═══ Extracted records ═══
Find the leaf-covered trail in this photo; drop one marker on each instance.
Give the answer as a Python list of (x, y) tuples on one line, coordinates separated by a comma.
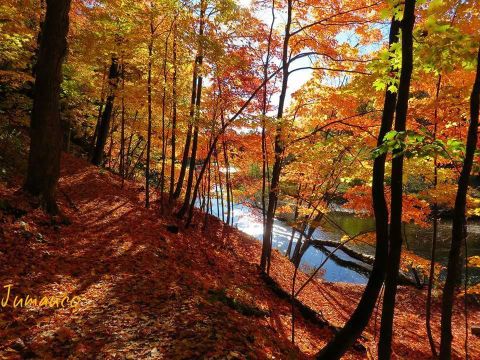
[(148, 293)]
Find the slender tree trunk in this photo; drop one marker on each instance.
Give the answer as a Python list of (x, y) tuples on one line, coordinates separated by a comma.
[(459, 230), (104, 128), (174, 113), (99, 116), (193, 112), (279, 147), (149, 109), (122, 133), (428, 305), (45, 130), (265, 172), (345, 338), (196, 118), (295, 217), (164, 142), (228, 184), (395, 251)]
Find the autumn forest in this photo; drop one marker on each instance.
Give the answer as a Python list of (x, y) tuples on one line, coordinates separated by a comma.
[(249, 179)]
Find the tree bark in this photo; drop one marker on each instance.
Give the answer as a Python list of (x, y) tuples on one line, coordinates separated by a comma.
[(279, 148), (428, 305), (346, 337), (459, 226), (174, 114), (196, 117), (395, 251), (104, 126), (45, 130)]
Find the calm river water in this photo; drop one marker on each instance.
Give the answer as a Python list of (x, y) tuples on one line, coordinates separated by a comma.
[(249, 220)]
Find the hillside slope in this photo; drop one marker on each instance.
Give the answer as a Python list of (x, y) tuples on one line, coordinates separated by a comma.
[(146, 292)]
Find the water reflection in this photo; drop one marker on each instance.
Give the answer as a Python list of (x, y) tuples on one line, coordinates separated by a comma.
[(249, 220)]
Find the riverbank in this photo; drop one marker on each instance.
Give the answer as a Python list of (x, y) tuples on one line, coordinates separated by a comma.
[(147, 292)]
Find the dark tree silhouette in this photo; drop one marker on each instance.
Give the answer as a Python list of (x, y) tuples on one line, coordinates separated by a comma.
[(45, 132)]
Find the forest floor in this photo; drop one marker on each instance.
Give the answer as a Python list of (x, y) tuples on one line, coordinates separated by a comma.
[(146, 292)]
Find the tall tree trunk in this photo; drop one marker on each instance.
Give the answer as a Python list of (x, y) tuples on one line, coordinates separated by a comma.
[(104, 126), (279, 147), (459, 227), (45, 130), (99, 116), (395, 251), (164, 140), (122, 132), (265, 172), (149, 109), (195, 119), (428, 305), (174, 114), (345, 338)]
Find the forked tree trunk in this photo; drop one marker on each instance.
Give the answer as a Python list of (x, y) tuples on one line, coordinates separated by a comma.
[(459, 227), (346, 337), (104, 126), (195, 119), (428, 304), (395, 251), (279, 147), (45, 130)]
═══
**What you should do**
Repeat every line from the one containing "Find the forest" up to and including the last line of the records, requests included. Scale each coordinate in the answers by 0.95 and round to whole numbers, rounding halves up.

**Result of the exercise**
Find the forest floor in this photo; drop one marker on each instance.
Give the answer as a Python list of (x, y) tuples on one line, coordinates separated by a comma.
[(139, 277)]
Find the tall tree trunk in this photo; drop one marker on each instance.
Give the answer as a Python list of (x, y) tuples on one line, coordinates separated by a comma.
[(99, 120), (265, 140), (436, 216), (43, 124), (94, 110), (375, 238), (156, 133), (116, 125), (252, 163), (142, 104), (185, 113), (407, 290), (165, 108), (328, 321)]
Find the forked tree trunk in this photo; drop one marker on each instance.
Give the answer as a Python list of (x, y) tuples on one line, coordinates separated by a comma.
[(436, 216), (329, 320), (99, 120), (185, 113), (407, 289), (375, 238), (265, 140), (43, 124)]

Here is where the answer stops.